→ Materials provided:
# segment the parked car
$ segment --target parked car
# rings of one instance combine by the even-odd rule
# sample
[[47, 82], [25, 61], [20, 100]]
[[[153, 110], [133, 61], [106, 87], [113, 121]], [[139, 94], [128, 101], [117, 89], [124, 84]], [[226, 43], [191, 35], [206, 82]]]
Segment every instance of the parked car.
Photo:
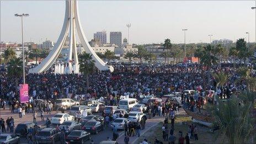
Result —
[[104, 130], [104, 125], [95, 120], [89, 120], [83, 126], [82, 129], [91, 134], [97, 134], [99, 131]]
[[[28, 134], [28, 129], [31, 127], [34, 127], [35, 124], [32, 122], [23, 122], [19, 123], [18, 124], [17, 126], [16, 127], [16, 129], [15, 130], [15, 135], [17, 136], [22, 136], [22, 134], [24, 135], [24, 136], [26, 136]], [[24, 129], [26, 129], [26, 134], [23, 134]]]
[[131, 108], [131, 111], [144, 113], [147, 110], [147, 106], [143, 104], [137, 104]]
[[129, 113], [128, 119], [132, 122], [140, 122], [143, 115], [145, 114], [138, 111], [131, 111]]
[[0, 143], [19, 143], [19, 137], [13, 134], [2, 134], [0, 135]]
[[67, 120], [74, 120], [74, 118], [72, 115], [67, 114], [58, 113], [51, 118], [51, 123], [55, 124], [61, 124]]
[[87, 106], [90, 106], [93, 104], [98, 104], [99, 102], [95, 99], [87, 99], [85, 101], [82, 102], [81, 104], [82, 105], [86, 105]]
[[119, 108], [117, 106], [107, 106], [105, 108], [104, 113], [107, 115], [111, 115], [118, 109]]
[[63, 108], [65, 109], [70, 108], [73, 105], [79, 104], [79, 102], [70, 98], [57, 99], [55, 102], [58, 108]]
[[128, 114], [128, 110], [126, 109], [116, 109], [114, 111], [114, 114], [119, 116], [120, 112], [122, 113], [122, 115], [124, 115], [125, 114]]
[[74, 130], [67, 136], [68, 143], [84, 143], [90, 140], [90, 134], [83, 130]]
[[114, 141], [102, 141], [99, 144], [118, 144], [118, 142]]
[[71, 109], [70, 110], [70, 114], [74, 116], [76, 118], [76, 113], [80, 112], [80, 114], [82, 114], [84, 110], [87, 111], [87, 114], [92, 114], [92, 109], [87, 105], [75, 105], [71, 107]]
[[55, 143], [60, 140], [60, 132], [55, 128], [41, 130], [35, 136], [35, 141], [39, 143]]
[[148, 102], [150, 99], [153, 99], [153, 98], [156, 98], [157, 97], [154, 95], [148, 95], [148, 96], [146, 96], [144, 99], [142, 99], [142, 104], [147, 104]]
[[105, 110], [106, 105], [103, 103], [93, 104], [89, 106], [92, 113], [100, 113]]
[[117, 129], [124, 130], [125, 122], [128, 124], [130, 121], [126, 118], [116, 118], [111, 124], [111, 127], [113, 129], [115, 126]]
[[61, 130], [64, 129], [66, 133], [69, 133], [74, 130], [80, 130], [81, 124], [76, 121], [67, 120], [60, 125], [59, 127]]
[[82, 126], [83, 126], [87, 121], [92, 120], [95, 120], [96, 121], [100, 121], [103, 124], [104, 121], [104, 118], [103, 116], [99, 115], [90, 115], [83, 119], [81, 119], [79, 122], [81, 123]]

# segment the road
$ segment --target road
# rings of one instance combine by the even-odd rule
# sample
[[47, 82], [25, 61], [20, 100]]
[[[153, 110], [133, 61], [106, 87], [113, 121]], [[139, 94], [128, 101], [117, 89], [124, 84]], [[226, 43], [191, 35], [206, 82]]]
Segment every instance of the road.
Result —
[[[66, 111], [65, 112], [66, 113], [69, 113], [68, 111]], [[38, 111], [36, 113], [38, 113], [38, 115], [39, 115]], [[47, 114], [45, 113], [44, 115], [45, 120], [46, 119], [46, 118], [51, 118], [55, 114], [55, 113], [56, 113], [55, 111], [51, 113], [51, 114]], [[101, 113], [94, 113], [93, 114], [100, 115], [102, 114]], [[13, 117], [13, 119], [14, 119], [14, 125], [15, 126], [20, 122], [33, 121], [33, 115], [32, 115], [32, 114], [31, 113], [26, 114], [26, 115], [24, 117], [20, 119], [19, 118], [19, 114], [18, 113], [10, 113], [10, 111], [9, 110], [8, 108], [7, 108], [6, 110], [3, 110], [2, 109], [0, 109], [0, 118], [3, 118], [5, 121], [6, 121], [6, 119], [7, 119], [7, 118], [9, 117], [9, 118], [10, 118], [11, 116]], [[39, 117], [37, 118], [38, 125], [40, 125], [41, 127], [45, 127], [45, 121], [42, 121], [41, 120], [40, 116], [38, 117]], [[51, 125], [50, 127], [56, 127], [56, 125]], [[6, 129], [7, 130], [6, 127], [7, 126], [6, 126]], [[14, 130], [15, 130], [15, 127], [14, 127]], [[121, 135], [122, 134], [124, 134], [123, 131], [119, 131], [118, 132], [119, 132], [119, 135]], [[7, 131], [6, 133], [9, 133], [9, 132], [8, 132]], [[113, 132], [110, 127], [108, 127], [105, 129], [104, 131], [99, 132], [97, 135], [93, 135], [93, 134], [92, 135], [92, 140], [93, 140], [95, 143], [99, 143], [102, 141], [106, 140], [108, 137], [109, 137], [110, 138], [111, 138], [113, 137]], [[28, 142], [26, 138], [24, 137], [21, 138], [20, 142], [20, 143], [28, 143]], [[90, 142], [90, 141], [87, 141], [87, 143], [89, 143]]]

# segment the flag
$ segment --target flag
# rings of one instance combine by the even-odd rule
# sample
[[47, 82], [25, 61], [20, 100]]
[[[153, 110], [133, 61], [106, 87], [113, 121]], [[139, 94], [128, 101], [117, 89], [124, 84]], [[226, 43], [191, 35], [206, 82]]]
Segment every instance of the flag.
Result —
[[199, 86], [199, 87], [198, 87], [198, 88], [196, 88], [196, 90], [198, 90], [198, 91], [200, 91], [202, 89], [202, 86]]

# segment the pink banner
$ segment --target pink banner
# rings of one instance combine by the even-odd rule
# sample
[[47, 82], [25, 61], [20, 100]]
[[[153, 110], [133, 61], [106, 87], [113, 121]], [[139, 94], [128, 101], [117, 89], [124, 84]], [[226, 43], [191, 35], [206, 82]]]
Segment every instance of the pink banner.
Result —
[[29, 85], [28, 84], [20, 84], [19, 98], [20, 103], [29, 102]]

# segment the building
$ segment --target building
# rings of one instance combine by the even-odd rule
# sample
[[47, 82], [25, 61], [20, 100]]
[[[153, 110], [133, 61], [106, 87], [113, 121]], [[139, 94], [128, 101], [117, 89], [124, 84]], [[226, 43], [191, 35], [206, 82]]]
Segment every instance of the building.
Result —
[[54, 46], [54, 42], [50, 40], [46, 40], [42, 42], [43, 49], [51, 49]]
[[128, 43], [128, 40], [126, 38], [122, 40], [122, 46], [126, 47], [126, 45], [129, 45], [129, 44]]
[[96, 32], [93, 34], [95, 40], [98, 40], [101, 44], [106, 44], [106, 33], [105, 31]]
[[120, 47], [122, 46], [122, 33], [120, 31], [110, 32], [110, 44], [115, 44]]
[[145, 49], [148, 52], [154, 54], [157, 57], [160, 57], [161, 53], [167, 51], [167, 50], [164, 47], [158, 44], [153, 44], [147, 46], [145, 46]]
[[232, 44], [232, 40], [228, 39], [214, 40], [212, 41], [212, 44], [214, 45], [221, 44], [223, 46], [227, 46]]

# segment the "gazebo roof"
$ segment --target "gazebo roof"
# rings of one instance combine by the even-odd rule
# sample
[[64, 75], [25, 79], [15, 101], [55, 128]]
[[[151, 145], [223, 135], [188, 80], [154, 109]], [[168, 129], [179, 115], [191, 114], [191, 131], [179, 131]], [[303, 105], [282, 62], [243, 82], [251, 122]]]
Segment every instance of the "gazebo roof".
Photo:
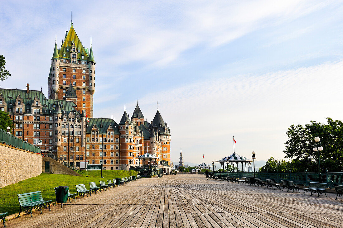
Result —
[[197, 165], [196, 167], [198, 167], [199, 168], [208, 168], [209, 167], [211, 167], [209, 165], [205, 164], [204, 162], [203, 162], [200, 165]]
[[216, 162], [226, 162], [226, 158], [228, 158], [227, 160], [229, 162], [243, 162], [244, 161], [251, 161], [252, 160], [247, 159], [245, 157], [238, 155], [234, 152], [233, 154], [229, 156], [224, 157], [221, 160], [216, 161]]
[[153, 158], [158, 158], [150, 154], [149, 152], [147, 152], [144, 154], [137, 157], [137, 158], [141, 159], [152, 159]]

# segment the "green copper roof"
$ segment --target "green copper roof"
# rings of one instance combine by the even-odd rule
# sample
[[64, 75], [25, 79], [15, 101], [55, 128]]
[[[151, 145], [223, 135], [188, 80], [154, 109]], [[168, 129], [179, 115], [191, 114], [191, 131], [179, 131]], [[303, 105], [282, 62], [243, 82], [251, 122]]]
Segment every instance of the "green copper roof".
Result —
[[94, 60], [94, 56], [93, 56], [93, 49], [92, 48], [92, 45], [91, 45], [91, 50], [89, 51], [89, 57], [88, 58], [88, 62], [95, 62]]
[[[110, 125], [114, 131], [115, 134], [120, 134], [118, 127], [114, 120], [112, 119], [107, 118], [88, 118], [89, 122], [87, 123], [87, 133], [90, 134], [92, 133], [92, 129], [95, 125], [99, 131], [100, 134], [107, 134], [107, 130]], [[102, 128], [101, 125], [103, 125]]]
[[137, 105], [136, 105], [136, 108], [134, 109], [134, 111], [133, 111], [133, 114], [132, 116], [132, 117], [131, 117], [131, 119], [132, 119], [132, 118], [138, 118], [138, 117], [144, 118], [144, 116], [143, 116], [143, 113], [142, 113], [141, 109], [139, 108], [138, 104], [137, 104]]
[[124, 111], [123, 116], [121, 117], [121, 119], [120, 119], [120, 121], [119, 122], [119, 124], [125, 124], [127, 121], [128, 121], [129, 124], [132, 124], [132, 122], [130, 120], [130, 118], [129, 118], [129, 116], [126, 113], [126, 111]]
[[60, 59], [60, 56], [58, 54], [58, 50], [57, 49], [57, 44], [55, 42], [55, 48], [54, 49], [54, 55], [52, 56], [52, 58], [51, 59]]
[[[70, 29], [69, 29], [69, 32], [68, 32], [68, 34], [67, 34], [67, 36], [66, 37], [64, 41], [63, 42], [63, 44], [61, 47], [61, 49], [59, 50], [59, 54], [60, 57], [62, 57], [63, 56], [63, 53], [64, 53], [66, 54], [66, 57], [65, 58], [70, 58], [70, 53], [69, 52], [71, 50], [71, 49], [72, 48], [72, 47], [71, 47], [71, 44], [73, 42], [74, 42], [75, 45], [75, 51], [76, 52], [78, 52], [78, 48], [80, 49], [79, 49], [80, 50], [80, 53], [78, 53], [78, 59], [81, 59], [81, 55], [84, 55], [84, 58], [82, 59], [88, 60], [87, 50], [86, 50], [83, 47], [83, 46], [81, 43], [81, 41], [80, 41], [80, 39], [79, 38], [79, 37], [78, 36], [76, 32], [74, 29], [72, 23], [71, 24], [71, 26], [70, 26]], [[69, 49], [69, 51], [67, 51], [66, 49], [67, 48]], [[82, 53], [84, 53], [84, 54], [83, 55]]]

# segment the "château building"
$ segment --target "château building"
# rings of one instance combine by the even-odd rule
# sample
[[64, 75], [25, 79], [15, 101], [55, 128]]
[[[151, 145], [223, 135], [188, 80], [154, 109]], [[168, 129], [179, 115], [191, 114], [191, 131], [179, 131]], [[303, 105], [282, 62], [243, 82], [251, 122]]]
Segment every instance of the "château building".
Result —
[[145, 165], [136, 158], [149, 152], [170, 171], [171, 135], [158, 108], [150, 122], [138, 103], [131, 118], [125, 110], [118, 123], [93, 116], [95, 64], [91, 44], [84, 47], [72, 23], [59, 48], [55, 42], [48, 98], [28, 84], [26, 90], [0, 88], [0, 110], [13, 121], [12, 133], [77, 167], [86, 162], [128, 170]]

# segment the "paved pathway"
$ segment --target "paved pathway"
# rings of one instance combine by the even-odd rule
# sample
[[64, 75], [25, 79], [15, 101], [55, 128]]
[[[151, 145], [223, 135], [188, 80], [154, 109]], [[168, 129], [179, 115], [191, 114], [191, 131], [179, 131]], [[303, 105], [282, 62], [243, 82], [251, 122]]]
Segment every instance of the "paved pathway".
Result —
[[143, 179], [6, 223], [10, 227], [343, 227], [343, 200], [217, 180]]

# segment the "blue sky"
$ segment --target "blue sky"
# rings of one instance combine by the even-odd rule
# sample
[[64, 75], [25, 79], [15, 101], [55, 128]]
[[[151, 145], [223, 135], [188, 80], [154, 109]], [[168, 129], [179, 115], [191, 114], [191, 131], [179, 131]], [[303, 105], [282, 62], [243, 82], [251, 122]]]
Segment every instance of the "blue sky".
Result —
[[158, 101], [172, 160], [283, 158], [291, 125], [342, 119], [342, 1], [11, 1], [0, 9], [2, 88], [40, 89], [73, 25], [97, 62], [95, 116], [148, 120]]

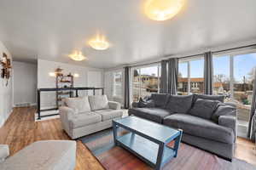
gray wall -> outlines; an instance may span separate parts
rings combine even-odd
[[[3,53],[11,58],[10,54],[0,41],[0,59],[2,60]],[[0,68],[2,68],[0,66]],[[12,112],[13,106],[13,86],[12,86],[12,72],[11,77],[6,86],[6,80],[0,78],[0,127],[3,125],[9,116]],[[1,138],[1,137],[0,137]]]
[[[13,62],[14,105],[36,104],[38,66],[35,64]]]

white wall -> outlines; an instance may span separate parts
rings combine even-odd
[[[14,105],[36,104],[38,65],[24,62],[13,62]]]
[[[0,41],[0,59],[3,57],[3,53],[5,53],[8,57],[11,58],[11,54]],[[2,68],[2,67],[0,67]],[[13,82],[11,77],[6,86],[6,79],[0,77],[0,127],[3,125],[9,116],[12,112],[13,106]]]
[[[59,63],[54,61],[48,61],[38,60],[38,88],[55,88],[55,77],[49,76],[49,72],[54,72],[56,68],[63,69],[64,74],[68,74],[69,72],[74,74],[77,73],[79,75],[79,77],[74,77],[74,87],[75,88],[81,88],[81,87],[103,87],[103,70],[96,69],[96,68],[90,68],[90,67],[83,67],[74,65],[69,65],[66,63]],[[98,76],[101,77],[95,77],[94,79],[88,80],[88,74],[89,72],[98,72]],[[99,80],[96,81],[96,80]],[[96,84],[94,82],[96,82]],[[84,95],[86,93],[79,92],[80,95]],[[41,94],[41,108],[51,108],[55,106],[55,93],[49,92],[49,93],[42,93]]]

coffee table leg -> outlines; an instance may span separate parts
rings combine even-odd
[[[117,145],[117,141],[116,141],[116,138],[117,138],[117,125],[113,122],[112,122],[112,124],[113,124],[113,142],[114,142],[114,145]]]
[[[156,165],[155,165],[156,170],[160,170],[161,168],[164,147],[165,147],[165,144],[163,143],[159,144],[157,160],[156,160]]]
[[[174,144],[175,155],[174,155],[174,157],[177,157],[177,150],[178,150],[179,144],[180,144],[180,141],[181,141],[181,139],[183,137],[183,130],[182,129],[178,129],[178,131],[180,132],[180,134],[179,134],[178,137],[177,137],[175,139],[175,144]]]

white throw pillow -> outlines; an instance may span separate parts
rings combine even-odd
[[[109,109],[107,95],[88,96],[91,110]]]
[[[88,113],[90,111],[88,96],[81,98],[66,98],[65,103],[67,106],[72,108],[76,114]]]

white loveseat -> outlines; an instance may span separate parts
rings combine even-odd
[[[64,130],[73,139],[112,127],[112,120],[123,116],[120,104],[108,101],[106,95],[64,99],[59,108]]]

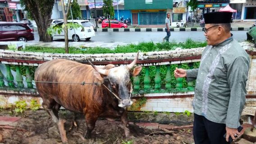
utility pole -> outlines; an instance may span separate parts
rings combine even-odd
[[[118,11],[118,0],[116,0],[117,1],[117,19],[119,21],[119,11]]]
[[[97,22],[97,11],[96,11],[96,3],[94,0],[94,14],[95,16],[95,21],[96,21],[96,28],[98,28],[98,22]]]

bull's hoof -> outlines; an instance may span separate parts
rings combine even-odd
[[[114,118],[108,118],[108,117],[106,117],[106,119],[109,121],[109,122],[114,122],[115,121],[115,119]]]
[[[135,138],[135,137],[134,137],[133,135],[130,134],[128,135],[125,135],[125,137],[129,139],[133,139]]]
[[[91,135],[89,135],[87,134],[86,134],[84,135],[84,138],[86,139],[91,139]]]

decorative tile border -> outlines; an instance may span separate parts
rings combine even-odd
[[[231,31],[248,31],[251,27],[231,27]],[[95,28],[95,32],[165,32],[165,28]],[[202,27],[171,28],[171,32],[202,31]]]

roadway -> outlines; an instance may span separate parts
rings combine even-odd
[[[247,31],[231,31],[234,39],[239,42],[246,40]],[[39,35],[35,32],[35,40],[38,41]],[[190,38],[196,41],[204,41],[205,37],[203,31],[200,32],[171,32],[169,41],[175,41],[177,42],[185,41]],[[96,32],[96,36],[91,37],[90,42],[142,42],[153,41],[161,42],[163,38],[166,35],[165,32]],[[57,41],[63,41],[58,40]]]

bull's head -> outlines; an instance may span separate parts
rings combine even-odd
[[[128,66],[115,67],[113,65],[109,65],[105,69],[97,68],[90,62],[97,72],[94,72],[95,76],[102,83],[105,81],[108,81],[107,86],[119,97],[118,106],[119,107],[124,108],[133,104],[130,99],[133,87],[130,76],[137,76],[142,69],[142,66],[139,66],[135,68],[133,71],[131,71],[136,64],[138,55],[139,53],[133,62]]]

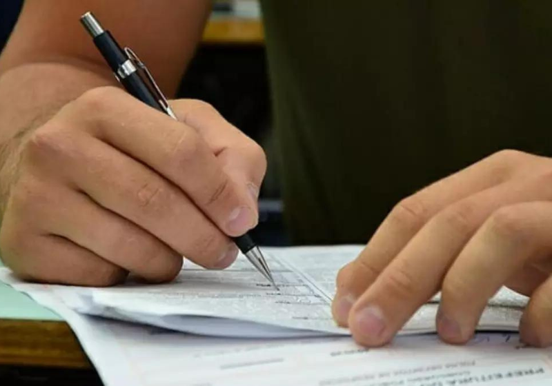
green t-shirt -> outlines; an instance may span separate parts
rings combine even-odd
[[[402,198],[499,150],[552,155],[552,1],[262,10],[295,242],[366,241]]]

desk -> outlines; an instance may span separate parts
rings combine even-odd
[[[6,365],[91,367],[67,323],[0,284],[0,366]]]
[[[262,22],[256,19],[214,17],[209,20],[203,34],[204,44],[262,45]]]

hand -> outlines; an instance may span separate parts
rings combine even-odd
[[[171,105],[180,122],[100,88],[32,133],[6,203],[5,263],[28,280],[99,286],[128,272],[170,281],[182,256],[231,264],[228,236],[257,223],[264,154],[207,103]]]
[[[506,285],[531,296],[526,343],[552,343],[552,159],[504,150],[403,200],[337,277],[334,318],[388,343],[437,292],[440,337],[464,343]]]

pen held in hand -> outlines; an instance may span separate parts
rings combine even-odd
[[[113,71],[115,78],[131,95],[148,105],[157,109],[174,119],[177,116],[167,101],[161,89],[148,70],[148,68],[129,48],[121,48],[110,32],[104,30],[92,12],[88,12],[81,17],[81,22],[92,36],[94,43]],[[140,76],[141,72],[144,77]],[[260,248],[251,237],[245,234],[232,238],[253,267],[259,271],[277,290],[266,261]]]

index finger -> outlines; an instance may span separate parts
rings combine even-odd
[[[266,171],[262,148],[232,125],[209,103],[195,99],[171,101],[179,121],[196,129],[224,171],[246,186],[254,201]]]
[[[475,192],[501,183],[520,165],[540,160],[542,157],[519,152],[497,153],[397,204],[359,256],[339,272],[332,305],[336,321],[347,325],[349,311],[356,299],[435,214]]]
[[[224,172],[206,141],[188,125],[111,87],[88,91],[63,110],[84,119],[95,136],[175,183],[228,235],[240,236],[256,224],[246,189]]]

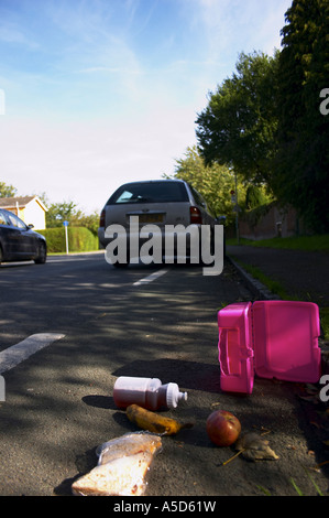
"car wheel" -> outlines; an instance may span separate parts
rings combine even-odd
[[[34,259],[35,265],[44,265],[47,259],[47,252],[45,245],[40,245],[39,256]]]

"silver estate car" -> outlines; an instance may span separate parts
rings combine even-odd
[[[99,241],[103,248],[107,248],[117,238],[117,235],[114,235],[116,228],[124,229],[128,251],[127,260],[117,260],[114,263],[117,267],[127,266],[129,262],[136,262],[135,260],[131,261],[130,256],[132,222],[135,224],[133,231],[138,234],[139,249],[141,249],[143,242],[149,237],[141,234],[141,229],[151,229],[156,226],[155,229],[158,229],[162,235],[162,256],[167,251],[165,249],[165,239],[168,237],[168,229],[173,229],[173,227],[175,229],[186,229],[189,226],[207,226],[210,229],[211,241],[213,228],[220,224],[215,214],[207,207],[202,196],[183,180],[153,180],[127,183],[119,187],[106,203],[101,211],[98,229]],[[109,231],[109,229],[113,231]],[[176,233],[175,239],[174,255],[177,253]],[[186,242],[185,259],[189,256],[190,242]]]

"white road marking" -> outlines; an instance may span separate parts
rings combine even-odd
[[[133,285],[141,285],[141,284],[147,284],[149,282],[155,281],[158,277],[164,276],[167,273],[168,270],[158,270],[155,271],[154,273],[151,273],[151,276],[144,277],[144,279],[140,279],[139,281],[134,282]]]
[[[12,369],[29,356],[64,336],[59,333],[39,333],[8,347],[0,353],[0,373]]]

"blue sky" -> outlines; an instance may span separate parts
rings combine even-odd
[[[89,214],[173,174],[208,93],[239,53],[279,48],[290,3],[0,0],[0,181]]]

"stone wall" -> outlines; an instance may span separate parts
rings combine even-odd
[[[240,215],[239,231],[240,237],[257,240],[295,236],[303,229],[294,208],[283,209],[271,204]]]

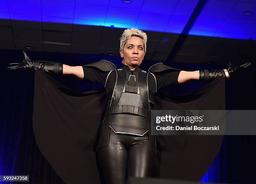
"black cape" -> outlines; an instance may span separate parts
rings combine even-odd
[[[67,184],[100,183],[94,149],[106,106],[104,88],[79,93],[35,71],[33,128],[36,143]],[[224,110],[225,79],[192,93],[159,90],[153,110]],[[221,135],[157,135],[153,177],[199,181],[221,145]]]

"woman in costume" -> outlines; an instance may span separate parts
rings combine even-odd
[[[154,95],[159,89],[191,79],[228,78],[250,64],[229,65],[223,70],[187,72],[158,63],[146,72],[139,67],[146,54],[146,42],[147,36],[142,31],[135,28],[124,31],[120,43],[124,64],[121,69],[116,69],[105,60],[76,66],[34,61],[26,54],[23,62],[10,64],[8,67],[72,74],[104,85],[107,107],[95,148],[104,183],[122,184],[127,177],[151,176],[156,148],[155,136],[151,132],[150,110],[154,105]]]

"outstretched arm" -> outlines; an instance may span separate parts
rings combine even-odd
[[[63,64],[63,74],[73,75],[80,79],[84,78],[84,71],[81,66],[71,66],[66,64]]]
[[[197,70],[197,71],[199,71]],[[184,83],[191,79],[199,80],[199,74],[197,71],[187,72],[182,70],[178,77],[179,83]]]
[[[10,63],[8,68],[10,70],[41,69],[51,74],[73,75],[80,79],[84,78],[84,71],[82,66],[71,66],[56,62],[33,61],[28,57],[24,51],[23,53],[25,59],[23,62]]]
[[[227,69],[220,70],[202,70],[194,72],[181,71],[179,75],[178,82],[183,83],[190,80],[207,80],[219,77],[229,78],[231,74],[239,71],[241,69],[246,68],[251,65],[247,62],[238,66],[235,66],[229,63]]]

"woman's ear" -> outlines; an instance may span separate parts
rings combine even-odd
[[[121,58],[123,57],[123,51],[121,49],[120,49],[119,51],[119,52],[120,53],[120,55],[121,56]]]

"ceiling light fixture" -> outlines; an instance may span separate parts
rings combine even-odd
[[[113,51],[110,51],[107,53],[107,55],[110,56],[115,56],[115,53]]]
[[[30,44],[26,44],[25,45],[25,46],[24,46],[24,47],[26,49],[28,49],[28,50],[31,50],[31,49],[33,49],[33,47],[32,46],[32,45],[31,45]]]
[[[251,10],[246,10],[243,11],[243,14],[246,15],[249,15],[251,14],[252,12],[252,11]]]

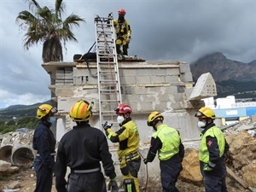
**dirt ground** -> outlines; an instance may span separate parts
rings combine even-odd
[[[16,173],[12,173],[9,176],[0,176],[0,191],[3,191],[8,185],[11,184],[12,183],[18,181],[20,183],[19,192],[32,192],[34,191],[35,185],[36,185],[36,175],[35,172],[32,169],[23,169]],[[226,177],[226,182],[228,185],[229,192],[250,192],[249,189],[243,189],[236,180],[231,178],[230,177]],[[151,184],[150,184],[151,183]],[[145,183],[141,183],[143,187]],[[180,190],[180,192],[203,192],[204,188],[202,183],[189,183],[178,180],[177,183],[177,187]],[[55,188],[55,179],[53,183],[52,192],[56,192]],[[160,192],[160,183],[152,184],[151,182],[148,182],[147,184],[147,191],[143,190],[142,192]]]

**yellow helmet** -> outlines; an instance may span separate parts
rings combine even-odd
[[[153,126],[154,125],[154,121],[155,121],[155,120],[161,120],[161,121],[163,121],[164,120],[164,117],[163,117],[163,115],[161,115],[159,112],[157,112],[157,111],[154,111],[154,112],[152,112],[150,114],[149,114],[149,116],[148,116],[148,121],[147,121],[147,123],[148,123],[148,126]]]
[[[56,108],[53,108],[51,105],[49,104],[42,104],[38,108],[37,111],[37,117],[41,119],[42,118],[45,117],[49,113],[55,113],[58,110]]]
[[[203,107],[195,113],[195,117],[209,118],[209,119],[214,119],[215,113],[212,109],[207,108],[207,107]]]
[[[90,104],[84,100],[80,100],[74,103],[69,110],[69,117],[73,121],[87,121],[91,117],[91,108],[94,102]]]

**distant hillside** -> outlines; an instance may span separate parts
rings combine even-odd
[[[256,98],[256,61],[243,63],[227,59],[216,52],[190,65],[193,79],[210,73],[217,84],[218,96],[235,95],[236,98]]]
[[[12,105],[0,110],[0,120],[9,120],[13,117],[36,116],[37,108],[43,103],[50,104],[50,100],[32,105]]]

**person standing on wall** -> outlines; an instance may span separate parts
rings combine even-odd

→ What needs to be done:
Rewrite the data from its start through the line containing "115], [125, 114]]", copying every line but multiplying each coordinate in the answers by 1.5 and rounding to whole numbers, with halves rounded up. Leave the pictures out.

→ Response for this exercise:
# segment the parked car
$ segment --target parked car
# rings of one instance combine by the even-odd rule
# sample
[[47, 82], [25, 61], [20, 100]]
[[[153, 110], [133, 61], [106, 87], [113, 121]], [[139, 94], [128, 101], [117, 89], [124, 84]], [[226, 43], [191, 35], [206, 82]]]
Segment every instance of the parked car.
Photo:
Result —
[[156, 195], [156, 188], [143, 180], [134, 180], [125, 189], [123, 194], [137, 201], [146, 201], [149, 197]]
[[[42, 201], [42, 194], [47, 191], [51, 191], [53, 186], [48, 183], [35, 183], [29, 185], [27, 186], [26, 189], [24, 191], [24, 194], [23, 195], [23, 203], [26, 204], [33, 204], [33, 201], [36, 203], [36, 204], [39, 204]], [[36, 194], [39, 194], [39, 201], [35, 201]]]
[[197, 162], [197, 167], [216, 170], [221, 165], [221, 159], [215, 156], [206, 156]]
[[194, 170], [192, 179], [198, 183], [210, 183], [215, 173], [218, 171], [207, 167], [197, 167]]
[[0, 215], [29, 215], [29, 206], [20, 201], [3, 201], [0, 203]]
[[101, 180], [111, 180], [111, 177], [108, 173], [101, 171], [87, 170], [77, 177], [77, 185], [83, 186], [92, 186]]
[[131, 159], [135, 159], [140, 156], [147, 156], [149, 153], [143, 149], [131, 149], [128, 152], [123, 153], [122, 156], [123, 158], [129, 158]]
[[179, 162], [176, 159], [161, 159], [158, 162], [156, 170], [161, 173], [167, 173], [177, 164]]
[[95, 162], [98, 164], [105, 162], [110, 158], [119, 156], [119, 153], [105, 147], [86, 149], [83, 153], [87, 162]]
[[192, 171], [192, 165], [189, 164], [174, 164], [171, 167], [171, 171], [179, 174], [180, 168], [183, 170], [183, 173], [186, 173], [188, 171]]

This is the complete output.